WHAT THE TASK ASKS: Each of the records below must be reproduced exactly.

[Referring expression data]
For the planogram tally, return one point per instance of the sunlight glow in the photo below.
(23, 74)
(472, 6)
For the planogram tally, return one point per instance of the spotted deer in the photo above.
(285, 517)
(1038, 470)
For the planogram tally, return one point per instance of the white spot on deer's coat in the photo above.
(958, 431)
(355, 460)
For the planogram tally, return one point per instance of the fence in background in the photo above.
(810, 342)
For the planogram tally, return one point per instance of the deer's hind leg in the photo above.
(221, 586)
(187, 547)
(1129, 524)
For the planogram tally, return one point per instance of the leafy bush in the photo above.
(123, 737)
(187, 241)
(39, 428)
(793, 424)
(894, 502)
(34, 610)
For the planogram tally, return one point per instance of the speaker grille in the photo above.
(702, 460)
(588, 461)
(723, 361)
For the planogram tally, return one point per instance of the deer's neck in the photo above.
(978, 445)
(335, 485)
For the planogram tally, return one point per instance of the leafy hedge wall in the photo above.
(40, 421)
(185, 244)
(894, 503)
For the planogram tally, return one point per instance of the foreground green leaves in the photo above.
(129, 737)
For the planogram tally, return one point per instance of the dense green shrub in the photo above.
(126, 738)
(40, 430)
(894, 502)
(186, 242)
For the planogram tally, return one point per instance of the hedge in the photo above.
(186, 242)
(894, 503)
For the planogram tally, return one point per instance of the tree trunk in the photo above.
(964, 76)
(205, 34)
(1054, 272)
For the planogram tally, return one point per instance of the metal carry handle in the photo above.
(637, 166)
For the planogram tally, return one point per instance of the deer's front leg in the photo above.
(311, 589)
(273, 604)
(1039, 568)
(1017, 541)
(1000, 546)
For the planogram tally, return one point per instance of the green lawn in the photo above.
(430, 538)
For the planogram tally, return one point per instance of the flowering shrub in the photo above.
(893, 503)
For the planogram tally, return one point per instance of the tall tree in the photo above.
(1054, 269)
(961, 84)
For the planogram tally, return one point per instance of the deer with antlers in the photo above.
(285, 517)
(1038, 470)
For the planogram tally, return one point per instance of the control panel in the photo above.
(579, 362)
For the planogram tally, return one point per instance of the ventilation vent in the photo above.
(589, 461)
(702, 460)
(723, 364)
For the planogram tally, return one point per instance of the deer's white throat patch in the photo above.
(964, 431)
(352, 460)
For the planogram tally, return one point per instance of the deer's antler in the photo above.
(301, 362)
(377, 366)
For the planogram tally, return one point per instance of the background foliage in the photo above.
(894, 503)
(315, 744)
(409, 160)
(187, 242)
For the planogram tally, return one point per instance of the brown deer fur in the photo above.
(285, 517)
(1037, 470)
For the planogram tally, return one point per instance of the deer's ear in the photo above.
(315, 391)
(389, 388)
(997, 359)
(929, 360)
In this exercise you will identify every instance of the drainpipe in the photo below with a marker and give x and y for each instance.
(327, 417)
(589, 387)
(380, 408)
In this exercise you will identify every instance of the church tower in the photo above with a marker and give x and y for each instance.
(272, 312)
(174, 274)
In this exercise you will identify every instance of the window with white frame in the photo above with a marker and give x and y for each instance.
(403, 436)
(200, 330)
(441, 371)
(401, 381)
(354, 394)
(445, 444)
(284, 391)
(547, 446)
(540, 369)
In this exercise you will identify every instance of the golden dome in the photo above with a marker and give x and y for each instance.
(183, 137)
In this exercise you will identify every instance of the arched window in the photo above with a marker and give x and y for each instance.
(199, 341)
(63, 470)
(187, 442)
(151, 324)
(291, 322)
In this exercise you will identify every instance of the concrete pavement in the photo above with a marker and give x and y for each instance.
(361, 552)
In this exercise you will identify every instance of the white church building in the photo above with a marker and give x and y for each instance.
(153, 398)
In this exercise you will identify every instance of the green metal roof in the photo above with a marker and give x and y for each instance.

YOUR SOLUTION:
For the planogram tally, return one point per instance of the sunlight glow in the photo below.
(23, 74)
(472, 6)
For the planogram tally, return one point per instance of the spotted deer in the photo above.
(285, 517)
(1038, 470)
For the planogram tally, return one point per instance of the white spot on deer's coat in the photo above.
(958, 431)
(355, 460)
For the planogram tally, return one point per instance of the fence in background in the photo above.
(810, 342)
For the planogram tally, return one point per instance of the deer's hind leg in the photo above.
(221, 586)
(187, 547)
(1129, 524)
For the planogram tally, return one point per instance of the leafy bush in the photo above.
(123, 737)
(187, 241)
(39, 428)
(793, 424)
(894, 502)
(34, 610)
For the planogram tally, return one point per instance of the speaker grille in the photo above.
(702, 460)
(588, 461)
(723, 361)
For the planogram tally, return one point per instance of the deer's neck in the photo above.
(978, 445)
(335, 485)
For the planogram tally, return one point per instance of the leafy hedge wall in the photo above.
(40, 421)
(185, 244)
(894, 503)
For the planogram tally, return one point per instance of the foreground green leaves in the photo above.
(129, 737)
For the planogram tally, return one point per instance of the dense green shrub in the photo above.
(126, 738)
(40, 430)
(894, 502)
(186, 242)
For the planogram tally, return one point per instance of the hedge in the photo above.
(186, 242)
(894, 503)
For the planogram tally, return one point per instance of the tree trunk in the photo above.
(964, 76)
(205, 34)
(1054, 272)
For the planogram tally, return one point per instance of the metal carry handle in the photo above.
(637, 166)
For the planogram tally, return one point per instance of the deer's front leg in the photo above.
(311, 589)
(273, 604)
(1039, 568)
(1017, 541)
(1000, 546)
For the planogram tally, return one point per instance of the green lawn in the photo above.
(430, 538)
For the planogram tally, return one point per instance of the flowering shrub in the photo above.
(893, 503)
For the planogram tally, return one point per instance of the tall tree in the photo above.
(1054, 269)
(961, 84)
For the planogram tally, return one point per instance of the deer with antlers in the photo above.
(285, 517)
(1038, 470)
For the planogram tally, return one point per instance of the control panel in the photo above.
(579, 362)
For the planogram tally, return one point per instance of the ventilation vent in the photo above.
(589, 461)
(702, 460)
(723, 364)
For the planogram tally, return one point per instance of the deer's white throat patch in the photo above.
(964, 431)
(352, 460)
For the planogram tally, return one point per instance of the deer's antler in the photo above.
(301, 362)
(377, 366)
For the planogram tally, return one point per instance of the background foliage in the photo above.
(894, 503)
(315, 744)
(409, 160)
(187, 242)
For the planogram tally, return one point per instance of the brown deer fur in the photo above.
(285, 517)
(1037, 470)
For the planogram tally, return one point per instance of the deer's ear in the photo above.
(315, 391)
(389, 388)
(997, 359)
(929, 360)
In this exercise you will identify every instance of the drainpipe in the photo below with a marker and give x and y for each instance.
(327, 417)
(589, 387)
(380, 408)
In this exercise you will identify every instance of the church tower in the photo above with a marker and give x and y for each instance.
(272, 312)
(174, 274)
In this exercise you will identify every instance of the window with white frame in the photo above with a marker and give x and y for each instance.
(403, 436)
(200, 330)
(441, 371)
(401, 381)
(354, 394)
(445, 444)
(284, 391)
(547, 446)
(540, 369)
In this exercise you will identify every instance of the golden dome in the photo above with a marker and give x and y for each instance.
(183, 137)
In this exercise you will identify every instance of the arched window in the photo above with a marker and give x and y for each instance.
(199, 341)
(63, 470)
(187, 442)
(151, 324)
(291, 322)
In this exercise you will identify every instance of the concrete pavement in the photo above with a marker and give x and y for each instance.
(361, 552)
In this exercise you will identify every instance of the white church building in the photo above with a marker and give x and y for each instance.
(153, 398)
In this exercise you will identify every instance of the green metal roof in the photo above with a marker and give x and y for each instance.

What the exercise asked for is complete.